Work to do —
A – According to the letter to the editor, which two former city officials tried to access additional sources of income for the council?
B – Transcribe the passage of the letter to the editor starting at "Assertion by City" and ending at "laugh out loud.".

Excerpt provided —
==*==

Assertion by City PRO that I did not seek to bring my record up to date is quite untrue

Dear Editor,

I note a letter from Ms Debra Lewis, PRO of the City Council under the headline – `City ratepayers should have paid increase from July 1’ – in SN of Saturday, December 9.  I note that my name occurs some ten times in that letter, as the PRO tries to, as she says, “reply to a letter (from me) captioned ‘I had to laugh out loud’ in the KN edition of November 30, 2017.”  The PRO says: “it is imperative that we address the issues raised by Mr Cave,” and she proceeds on her merry way.

I had to laugh out loud.

You see, Editor, while the PRO attempts to use a more conciliatory tone than the one she seems to have employed in her letter `It’s easy to criticise’ in respect of Mr Carl Veecock, she seems unaware of certain facts of history.

I am aware, and for many years have been aware, that the rates the City Council collects are inadequate to meet all the City Council’s legitimate and reasonable expenses.  Unlike the PRO, however, I do not consider them, as she says, “meager.”  I am aware of efforts of former Mayor Mr Hamilton Green and former Interim Chairman Dr James Rose to access additional sources of income, some of which require action to be taken by the Parliament of Guyana.  I have attended public meetings at City Hall, at the Pegasus, and at St Stanislaus College.  I have attended public meetings for my Ward called by the late Councillor Desmond Moses.  Like others, I have criticized and I have made suggestions.

==*==

Dataset entries —
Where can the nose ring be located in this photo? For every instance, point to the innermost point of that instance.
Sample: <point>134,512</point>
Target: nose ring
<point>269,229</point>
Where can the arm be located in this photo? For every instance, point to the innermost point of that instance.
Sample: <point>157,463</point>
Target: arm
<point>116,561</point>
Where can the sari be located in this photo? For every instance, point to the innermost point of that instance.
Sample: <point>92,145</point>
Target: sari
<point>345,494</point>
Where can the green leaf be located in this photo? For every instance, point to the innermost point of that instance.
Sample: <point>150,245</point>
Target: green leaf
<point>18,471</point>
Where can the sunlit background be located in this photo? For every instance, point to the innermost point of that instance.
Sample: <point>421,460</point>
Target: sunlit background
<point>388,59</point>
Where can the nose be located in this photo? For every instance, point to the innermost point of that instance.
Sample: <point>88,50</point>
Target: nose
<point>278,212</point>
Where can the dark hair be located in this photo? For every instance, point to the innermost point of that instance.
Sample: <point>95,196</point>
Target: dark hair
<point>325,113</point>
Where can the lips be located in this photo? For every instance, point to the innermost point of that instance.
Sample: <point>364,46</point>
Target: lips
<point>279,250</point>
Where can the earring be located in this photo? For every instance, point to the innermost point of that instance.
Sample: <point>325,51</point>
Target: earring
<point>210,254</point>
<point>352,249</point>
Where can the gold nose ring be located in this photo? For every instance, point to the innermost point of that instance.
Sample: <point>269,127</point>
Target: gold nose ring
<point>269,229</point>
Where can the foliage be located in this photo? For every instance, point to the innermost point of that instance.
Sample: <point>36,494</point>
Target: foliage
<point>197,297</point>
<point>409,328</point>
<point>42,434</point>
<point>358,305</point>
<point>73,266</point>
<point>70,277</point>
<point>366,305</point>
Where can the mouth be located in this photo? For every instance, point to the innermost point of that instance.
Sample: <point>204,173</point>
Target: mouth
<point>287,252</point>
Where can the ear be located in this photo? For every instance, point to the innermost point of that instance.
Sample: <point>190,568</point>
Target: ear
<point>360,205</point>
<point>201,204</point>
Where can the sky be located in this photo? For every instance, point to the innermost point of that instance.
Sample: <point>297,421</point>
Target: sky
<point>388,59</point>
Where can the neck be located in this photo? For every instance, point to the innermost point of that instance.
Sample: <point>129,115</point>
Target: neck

==*==

Results of the tasks —
A – Former Mayor Mr Hamilton Green and former Interim Chairman Dr James Rose.

B –
Assertion by City PRO that I did not seek to bring my record up to date is quite untrue

Dear Editor,

I note a letter from Ms Debra Lewis, PRO of the City Council under the headline – `City ratepayers should have paid increase from July 1’ – in SN of Saturday, December 9.  I note that my name occurs some ten times in that letter, as the PRO tries to, as she says, “reply to a letter (from me) captioned ‘I had to laugh out loud’ in the KN edition of November 30, 2017.”  The PRO says: “it is imperative that we address the issues raised by Mr Cave,” and she proceeds on her merry way.

I had to laugh out loud.